--- Begin ---

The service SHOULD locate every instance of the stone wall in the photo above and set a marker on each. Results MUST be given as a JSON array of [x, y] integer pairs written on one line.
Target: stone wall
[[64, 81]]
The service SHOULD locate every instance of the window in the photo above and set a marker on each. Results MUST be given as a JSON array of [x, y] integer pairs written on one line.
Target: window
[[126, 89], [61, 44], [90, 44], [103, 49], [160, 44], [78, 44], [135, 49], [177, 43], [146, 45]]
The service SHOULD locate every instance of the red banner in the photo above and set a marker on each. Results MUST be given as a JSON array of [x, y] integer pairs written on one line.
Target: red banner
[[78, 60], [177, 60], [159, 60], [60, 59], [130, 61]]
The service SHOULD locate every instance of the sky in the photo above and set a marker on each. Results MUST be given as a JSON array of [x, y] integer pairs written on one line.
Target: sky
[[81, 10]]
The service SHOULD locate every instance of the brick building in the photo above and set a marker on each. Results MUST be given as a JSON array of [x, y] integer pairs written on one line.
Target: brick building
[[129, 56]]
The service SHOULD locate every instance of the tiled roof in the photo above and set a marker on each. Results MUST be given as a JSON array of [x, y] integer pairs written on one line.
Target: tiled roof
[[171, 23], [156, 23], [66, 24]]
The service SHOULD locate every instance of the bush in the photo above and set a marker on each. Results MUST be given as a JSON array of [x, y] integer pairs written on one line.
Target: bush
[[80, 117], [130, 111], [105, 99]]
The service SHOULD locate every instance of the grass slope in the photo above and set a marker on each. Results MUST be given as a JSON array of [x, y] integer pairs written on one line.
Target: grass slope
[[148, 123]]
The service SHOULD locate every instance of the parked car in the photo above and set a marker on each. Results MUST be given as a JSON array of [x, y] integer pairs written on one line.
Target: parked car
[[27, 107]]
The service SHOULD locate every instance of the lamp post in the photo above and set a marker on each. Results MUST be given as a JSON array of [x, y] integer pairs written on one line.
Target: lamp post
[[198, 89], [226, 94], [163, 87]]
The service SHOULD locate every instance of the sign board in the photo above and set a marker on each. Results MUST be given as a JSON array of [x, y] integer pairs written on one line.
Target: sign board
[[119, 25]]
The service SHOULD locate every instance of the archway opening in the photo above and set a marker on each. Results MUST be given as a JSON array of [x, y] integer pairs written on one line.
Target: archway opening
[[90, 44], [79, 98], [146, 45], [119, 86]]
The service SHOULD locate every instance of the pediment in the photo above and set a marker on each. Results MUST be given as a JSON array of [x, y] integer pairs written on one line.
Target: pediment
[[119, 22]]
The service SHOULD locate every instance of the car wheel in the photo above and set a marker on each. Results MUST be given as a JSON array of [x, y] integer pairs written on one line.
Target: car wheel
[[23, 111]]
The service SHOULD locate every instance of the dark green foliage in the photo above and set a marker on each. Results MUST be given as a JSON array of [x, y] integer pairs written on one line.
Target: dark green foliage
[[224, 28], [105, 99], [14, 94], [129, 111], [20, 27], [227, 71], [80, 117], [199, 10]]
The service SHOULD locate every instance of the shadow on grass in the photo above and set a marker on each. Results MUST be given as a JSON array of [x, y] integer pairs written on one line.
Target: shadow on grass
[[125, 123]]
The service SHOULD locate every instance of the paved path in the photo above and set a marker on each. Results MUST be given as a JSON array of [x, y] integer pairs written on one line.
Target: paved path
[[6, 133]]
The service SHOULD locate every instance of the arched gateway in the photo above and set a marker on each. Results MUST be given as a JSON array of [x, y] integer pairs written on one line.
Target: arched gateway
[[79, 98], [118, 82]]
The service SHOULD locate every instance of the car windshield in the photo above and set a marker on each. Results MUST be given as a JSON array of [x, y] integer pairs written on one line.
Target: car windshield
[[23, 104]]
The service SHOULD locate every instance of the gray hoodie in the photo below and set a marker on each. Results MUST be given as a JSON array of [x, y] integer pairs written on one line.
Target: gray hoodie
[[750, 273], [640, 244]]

--- End ---

Put each line of the records above into a JSON list of strings, one string per line, with blank lines omitted.

[
  "The service SHOULD locate every instance of the stone wall in the photo above and set a marker on each. Results MUST be given as a JSON array of [x, y] integer pairs written on one line.",
  "Target: stone wall",
  "[[64, 81]]",
  "The service SHOULD locate every instance of the window in the photo above and set a marker on each. Results MUST be given as a JSON array of [x, y] integer pairs written on one line.",
  "Target: window",
  "[[126, 89], [61, 44], [90, 44], [103, 49], [160, 44], [78, 44], [135, 49], [177, 43], [146, 45]]",
  "The service SHOULD locate every instance of the red banner in the photo above and set a marker on each. Results MUST be given as a JSON array of [x, y] integer pairs written on one line.",
  "Target: red banner",
  "[[78, 60], [177, 60], [159, 60], [60, 59], [130, 61]]",
  "The service SHOULD locate every instance of the sky in the photo above and set a marker on each. Results MUST be given as a JSON array of [x, y] integer pairs written on one line.",
  "Target: sky",
  "[[81, 10]]",
  "The service SHOULD locate every instance of the brick building in the photo above and set a marker on each. Results MUST be given as a JSON array of [x, y] integer pairs written on one line.",
  "Target: brick building",
  "[[129, 56]]",
  "The service SHOULD locate every instance of the tiled roof in the photo above and set a marker on each. Results MUST be given as a JSON array of [x, y] integer pairs written on one line.",
  "Target: tiled roof",
  "[[171, 23], [156, 23], [66, 24]]",
  "The service SHOULD locate every instance of the bush in the photo above and set a marker on each. Results MUST be given as a JSON array of [x, y] integer pairs written on one line.",
  "Target: bush",
  "[[80, 117], [130, 111], [105, 99]]",
  "The service SHOULD locate every instance of the grass slope in the photo above and set a marker on each. Results MUST be given as a JSON array of [x, y] integer pairs written on one line.",
  "Target: grass slope",
  "[[148, 123]]",
  "The service SHOULD locate every instance of the parked car in the photo above and set a marker on each. Results MUST be given as a JSON array of [x, y] integer pairs written on one line.",
  "Target: parked car",
  "[[27, 107]]",
  "The service SHOULD locate every instance of the lamp post in the photo above and set a marker on each. Results MUST be given as a JSON array of [x, y] integer pairs written on one line.",
  "Target: lamp post",
  "[[198, 89], [226, 94], [163, 87]]",
  "The service SHOULD locate every instance of the sign board in the photo above and set a marker on each. Results MUST be given as a JSON array of [x, y] integer pairs written on one line.",
  "Target: sign board",
  "[[119, 25]]",
  "The service SHOULD locate every instance of the archway opening in the photo above and set a marker on each. Results MUST be given as a JSON array of [x, y] integer pairs written on one line.",
  "Target: archway opening",
  "[[90, 44], [79, 98], [146, 45], [119, 86]]",
  "The service SHOULD locate every instance of the pediment in the photo above and set a marker on each. Results MUST be given as a JSON array of [x, y] integer pairs written on one line.",
  "Target: pediment",
  "[[119, 22]]",
  "The service SHOULD locate every instance of the car wheel in the photo above and set a marker on each. Results MUST be given as a JSON array of [x, y] integer pairs written on one line.",
  "Target: car wheel",
  "[[23, 111]]",
  "The service SHOULD locate every instance of the dark green foliage in the photo above and set a marker on each. Results MUST be given as a JSON array of [x, y] integer pairs written on one line.",
  "Target: dark green foliage",
  "[[224, 28], [105, 99], [14, 94], [129, 111], [20, 27], [227, 71], [80, 117], [199, 10]]",
  "The service SHOULD locate every instance of the shadow on grass in the photo above and set a marker on each. Results MUST be given as a JSON array of [x, y] integer pairs written on one line.",
  "Target: shadow on grass",
  "[[125, 123]]",
  "The service SHOULD locate every instance of the paved path in the photo above and set a marker on each. Results MUST be given as a JSON array of [x, y] integer pairs written on one line.",
  "Target: paved path",
  "[[6, 133]]",
  "The service SHOULD locate every instance of the arched gateway in the photo above and set a marker on each. Results MUST be given as a JSON array of [x, y] integer pairs written on one line.",
  "Target: arched gateway",
  "[[79, 98], [118, 82]]",
  "The service SHOULD locate every instance of the car windshield in the photo above and set a marker on each. Results MUST be given as a JSON array of [x, y] integer pairs written on one line.",
  "Target: car windshield",
  "[[23, 104]]",
  "The service SHOULD locate every instance of the gray hoodie in the photo below and set a marker on each. Results MUST be given as a JSON array of [x, y] integer pairs written on one line.",
  "Target: gray hoodie",
  "[[750, 273], [640, 244]]"
]